---------- Exercise input ----------

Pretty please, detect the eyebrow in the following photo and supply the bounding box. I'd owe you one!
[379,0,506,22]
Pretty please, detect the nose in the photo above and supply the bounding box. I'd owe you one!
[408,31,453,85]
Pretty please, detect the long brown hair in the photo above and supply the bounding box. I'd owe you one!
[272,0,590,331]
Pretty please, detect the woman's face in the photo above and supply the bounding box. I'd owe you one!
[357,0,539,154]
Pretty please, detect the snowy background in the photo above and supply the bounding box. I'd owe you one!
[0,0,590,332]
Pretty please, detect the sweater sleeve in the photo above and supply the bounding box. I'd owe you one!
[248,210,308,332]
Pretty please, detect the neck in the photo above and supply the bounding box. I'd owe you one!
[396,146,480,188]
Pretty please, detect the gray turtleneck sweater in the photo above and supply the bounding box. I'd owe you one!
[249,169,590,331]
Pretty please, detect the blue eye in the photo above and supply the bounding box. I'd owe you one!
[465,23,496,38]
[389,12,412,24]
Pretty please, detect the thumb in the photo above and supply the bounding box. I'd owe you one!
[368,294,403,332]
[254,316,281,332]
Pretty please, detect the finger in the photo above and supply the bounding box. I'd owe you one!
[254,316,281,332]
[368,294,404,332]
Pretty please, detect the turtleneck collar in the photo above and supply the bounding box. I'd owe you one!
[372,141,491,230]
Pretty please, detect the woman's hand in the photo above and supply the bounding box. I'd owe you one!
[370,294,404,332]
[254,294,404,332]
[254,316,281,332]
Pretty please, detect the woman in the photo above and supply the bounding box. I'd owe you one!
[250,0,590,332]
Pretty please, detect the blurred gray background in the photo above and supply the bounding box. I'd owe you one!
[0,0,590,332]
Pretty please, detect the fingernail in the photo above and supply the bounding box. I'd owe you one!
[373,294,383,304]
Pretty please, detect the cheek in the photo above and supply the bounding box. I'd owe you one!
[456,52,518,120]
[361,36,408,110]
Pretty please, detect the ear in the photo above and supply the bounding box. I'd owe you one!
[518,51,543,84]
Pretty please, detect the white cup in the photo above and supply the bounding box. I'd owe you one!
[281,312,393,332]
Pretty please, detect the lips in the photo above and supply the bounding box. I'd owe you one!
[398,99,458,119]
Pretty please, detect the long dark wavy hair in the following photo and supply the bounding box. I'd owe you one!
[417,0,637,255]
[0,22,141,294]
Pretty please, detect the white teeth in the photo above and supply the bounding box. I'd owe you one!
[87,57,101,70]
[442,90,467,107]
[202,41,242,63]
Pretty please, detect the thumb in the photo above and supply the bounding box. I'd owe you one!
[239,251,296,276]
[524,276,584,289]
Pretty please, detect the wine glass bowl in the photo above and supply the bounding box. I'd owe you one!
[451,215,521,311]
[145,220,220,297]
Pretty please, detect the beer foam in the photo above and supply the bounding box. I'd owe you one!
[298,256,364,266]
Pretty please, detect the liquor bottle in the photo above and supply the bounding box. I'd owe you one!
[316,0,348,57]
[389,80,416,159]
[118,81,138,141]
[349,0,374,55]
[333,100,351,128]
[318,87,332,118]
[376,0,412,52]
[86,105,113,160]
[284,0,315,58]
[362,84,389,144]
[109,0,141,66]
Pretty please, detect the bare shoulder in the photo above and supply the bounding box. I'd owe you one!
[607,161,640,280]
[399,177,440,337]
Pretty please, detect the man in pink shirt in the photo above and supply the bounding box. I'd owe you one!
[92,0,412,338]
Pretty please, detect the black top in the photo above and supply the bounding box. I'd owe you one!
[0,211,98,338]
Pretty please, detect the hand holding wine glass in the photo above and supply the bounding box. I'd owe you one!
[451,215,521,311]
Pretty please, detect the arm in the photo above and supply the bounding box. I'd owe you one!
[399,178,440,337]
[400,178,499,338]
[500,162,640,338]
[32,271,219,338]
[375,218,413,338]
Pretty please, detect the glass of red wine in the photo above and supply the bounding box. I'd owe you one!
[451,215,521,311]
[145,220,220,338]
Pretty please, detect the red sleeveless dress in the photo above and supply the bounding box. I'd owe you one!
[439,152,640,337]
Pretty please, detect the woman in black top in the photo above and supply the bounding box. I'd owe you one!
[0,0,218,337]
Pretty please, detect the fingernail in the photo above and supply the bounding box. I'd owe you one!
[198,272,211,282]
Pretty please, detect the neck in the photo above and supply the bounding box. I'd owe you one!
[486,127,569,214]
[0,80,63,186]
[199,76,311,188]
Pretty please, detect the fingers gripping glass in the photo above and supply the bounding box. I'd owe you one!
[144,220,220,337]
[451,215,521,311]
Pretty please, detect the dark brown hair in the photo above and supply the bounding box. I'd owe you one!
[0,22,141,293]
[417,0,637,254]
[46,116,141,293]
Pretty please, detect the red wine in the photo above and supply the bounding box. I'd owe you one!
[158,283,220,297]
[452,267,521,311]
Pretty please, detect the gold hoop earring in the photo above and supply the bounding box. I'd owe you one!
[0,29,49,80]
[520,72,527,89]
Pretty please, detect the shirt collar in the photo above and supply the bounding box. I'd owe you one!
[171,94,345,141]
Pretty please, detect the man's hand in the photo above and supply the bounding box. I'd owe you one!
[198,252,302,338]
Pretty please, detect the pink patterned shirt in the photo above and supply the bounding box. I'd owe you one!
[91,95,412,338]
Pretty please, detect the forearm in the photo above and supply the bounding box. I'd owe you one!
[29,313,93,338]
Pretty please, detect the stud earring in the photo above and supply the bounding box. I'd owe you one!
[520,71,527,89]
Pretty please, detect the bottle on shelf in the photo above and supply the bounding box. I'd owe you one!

----------
---------- Exercise input ----------

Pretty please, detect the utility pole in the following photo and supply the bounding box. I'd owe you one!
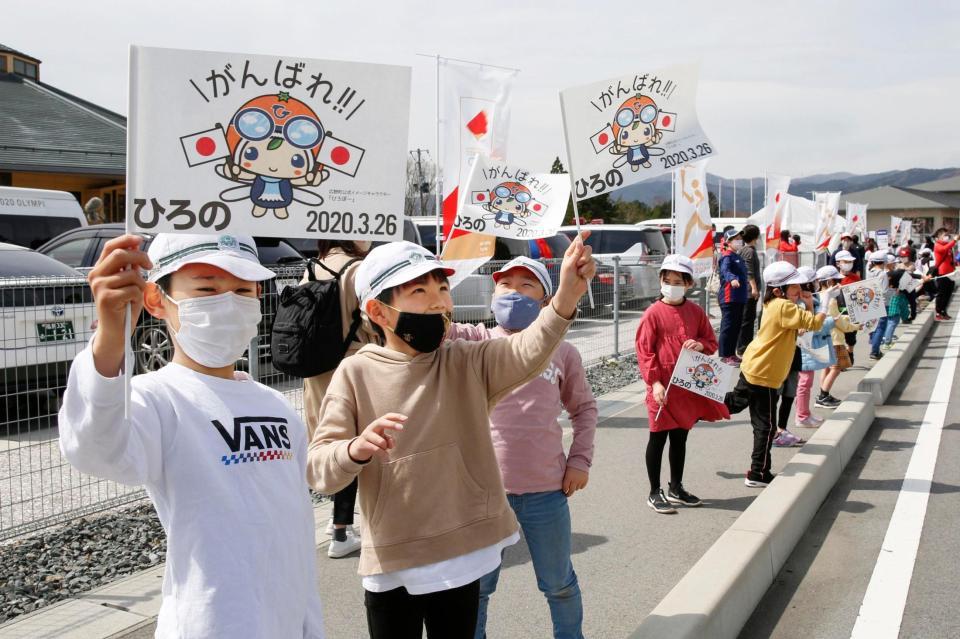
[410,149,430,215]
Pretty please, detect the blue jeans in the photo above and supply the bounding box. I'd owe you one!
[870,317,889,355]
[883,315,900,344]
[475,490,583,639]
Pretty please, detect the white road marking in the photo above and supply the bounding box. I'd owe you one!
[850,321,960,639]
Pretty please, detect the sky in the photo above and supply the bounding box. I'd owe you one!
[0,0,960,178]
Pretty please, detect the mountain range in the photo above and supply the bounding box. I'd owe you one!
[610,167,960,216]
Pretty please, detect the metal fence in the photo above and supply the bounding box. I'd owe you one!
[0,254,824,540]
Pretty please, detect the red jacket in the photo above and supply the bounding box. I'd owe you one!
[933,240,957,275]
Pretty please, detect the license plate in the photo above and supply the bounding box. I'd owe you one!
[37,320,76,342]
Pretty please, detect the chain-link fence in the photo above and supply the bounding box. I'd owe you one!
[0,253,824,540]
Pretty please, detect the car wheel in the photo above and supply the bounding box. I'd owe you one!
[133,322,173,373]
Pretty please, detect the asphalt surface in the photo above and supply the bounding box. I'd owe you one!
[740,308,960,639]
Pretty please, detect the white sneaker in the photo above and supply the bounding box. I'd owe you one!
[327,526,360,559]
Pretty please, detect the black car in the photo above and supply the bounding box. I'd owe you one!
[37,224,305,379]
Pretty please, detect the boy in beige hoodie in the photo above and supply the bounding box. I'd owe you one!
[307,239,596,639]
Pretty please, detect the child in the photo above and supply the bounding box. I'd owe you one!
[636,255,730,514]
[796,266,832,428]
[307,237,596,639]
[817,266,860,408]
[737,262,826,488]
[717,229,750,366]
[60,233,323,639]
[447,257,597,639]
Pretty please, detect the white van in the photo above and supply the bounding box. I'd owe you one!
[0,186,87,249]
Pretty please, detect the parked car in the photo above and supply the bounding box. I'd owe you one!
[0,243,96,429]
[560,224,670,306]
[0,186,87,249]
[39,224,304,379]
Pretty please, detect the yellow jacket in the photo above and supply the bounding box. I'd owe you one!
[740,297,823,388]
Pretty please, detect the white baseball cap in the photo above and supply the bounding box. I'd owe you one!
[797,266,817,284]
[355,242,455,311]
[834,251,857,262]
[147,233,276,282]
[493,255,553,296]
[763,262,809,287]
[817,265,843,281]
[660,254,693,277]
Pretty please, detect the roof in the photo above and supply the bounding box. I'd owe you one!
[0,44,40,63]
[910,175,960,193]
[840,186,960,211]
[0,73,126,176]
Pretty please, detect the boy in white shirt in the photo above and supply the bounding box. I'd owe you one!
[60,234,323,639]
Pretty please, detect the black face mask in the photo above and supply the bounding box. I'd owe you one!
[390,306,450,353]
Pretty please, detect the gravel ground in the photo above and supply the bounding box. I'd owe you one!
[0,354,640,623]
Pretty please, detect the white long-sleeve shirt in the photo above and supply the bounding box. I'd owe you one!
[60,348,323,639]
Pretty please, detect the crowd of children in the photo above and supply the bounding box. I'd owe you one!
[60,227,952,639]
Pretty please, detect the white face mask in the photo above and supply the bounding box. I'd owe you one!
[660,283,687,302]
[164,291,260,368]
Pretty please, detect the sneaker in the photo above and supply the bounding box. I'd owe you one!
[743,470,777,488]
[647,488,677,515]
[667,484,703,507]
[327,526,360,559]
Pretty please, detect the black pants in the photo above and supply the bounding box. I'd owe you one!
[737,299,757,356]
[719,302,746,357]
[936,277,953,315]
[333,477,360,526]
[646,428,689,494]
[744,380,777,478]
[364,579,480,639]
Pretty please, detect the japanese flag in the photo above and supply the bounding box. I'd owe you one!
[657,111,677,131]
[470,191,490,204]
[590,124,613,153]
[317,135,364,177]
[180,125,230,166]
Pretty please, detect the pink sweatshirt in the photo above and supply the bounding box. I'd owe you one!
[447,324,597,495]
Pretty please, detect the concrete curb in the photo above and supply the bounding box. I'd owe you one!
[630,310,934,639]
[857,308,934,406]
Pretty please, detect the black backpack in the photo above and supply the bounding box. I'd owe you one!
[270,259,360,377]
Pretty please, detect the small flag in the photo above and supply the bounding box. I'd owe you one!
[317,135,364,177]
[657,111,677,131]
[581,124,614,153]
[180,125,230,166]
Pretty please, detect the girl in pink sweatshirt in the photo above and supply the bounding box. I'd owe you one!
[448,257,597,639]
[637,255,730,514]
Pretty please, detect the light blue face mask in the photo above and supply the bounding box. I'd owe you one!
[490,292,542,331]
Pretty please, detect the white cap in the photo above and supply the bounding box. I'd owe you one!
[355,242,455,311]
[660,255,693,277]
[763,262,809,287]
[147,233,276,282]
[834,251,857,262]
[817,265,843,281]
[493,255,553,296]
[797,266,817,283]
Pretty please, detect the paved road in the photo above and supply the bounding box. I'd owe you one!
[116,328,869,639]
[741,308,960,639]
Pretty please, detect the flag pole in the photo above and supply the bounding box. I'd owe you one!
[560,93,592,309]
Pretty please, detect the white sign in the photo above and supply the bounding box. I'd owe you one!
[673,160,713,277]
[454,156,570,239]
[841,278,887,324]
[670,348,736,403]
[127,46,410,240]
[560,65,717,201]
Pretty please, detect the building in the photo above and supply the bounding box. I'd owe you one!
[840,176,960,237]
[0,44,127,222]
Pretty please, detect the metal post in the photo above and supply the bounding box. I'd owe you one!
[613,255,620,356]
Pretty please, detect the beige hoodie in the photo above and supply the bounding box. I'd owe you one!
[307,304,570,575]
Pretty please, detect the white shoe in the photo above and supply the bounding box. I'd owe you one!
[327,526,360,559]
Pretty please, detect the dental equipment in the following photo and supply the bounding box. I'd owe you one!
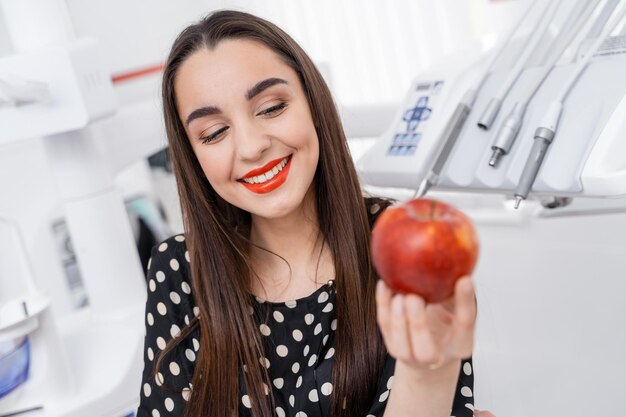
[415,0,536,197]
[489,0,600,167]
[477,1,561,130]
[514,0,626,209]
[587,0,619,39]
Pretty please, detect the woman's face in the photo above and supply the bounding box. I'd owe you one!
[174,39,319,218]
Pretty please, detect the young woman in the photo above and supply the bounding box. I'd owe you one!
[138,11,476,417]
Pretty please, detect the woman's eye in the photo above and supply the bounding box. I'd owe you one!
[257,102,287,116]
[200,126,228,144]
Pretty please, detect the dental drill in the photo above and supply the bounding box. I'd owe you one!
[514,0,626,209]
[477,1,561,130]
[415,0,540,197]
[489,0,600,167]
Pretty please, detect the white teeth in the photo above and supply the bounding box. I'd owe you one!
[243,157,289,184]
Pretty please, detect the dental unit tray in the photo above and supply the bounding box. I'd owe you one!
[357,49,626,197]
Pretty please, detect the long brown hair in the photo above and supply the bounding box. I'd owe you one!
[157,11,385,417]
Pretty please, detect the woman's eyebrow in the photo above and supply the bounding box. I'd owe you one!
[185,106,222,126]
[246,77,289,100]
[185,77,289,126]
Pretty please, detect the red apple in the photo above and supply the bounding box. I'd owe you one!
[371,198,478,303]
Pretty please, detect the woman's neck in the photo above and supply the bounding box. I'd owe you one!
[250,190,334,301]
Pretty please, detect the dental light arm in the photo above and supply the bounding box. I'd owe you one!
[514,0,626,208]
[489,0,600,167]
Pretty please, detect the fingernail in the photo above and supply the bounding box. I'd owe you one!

----------
---------- Exercise input ----------

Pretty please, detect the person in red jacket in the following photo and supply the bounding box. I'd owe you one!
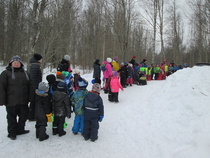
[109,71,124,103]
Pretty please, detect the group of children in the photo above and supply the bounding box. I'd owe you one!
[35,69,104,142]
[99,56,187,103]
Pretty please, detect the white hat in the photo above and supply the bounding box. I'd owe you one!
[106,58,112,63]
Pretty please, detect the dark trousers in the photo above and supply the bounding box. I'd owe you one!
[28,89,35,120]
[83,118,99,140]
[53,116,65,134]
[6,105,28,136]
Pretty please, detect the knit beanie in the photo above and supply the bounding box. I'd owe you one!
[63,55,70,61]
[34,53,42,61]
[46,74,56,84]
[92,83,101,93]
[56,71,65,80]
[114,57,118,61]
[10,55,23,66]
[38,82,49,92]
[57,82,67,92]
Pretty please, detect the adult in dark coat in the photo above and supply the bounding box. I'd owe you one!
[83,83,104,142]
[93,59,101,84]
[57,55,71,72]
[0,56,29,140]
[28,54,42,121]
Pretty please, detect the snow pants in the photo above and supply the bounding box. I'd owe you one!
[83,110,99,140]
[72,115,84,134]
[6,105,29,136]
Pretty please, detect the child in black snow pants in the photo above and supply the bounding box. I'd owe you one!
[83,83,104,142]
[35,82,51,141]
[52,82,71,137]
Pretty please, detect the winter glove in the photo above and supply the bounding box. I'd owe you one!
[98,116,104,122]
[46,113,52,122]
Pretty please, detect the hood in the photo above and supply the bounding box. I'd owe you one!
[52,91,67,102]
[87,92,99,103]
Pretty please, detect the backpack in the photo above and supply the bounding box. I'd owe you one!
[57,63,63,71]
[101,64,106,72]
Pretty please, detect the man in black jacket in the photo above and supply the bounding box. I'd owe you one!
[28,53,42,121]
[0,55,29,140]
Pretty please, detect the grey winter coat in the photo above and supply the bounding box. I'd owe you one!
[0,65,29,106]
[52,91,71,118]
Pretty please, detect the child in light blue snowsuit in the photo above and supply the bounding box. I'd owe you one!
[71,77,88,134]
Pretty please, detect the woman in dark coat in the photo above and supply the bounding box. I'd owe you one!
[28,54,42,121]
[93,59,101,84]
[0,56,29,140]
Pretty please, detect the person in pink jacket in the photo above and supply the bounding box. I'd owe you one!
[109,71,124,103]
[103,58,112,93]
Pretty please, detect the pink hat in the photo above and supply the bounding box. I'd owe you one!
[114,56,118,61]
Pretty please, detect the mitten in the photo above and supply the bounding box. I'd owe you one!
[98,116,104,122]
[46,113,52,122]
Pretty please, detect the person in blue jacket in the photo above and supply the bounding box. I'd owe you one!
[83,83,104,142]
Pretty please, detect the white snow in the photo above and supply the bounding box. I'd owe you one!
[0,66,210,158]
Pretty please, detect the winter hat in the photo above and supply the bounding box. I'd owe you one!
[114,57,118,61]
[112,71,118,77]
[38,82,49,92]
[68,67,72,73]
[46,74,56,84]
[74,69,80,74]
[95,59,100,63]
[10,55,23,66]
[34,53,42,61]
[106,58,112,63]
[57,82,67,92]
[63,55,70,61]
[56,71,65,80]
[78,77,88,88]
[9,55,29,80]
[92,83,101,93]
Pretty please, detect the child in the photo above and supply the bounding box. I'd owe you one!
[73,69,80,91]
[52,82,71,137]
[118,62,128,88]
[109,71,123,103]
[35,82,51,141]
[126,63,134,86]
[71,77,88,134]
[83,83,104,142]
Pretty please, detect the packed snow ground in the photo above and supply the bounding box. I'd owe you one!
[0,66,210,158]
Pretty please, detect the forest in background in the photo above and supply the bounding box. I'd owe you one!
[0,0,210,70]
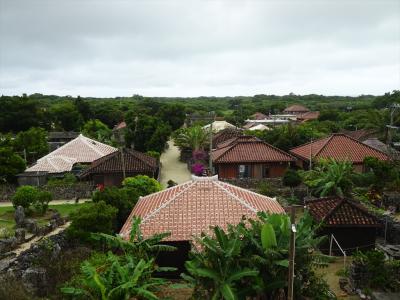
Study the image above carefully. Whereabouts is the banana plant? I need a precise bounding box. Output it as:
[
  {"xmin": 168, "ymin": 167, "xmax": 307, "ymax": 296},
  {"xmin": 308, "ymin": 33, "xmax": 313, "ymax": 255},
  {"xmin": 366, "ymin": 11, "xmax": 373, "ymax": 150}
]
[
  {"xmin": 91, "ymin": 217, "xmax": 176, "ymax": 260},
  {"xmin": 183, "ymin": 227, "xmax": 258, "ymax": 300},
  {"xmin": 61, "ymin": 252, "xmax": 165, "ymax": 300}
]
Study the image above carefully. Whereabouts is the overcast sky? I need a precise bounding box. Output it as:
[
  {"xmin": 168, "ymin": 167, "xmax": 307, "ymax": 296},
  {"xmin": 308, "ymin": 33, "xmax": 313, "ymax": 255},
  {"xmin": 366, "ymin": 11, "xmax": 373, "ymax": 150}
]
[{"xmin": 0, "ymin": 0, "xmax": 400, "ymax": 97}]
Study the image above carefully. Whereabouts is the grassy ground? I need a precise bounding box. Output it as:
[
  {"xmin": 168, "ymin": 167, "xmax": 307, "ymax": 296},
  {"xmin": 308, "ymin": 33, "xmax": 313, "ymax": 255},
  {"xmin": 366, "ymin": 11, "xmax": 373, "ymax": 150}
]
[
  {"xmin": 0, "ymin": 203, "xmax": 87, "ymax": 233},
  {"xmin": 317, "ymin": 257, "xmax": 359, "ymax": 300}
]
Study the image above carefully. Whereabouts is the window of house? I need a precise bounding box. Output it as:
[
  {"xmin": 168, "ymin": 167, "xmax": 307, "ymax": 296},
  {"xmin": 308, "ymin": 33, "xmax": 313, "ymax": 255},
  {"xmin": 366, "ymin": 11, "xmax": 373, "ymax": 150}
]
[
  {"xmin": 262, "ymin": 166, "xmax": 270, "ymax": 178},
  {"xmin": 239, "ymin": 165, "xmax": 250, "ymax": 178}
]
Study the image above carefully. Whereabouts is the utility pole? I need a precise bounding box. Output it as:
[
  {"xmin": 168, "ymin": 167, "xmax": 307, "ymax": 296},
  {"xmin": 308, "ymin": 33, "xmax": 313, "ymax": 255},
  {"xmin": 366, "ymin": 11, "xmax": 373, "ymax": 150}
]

----------

--- Stated exercise ---
Return the lines of the records from the line containing "Pretty please, detect the roof" up to and including the line containing "[60,234,323,639]", reproduced exactly and with nothing else.

--- Exercise result ---
Pretty please, detect the roof in the photo above and supply the bounding box. I'd owe you one!
[0,44,40,63]
[910,175,960,193]
[840,186,960,211]
[0,73,126,176]
Pretty please, detect the boy in white shirt in the photo above and supply the bounding box. I'd owe you one!
[60,234,323,639]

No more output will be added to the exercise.